**Exercise**. Can you put the data below into a Markdown table with a column named No. for the row number and a column named Line for the line itself? Include everything from the line containing "If you could pin the tree trunk" down to the line containing "If you could pin the gray", and leave out blank lines.
▽
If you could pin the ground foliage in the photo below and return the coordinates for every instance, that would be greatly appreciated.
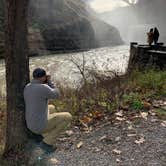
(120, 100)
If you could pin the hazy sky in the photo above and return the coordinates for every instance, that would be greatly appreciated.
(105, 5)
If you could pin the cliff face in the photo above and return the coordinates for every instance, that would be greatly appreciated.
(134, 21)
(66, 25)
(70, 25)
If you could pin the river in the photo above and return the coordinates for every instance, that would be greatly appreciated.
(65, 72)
△
▽
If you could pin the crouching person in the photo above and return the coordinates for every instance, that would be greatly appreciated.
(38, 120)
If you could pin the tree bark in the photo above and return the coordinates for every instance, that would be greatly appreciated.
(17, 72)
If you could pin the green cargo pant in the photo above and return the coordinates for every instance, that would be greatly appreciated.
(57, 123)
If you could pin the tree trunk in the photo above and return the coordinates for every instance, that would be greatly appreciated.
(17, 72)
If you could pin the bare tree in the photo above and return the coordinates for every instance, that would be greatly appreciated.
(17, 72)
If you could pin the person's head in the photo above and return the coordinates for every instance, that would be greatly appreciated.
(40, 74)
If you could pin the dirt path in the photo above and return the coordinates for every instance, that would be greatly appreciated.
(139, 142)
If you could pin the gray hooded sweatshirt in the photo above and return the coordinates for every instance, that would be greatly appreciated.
△
**Written solution**.
| No. | Line |
|---|---|
| 1 | If you could pin the tree trunk in the photo above and return the coordinates for every instance, that would be greatly appreciated. |
| 2 | (17, 72) |
| 3 | If you could pin the bare tree in the photo above and return the coordinates for every instance, that would be greatly appreciated. |
| 4 | (17, 72) |
| 5 | If you could pin the person's head in the photo above and return the coordinates for every instance, that would be greatly appreciated. |
| 6 | (40, 74) |
| 7 | If you could pin the dirt path in the photo above and return the coordinates for every instance, that would be greatly appreciated. |
| 8 | (139, 142) |
| 9 | If you could pin the gray hooded sweatshirt in the photo above and return the coordinates for every instance, that would be greatly appreciated. |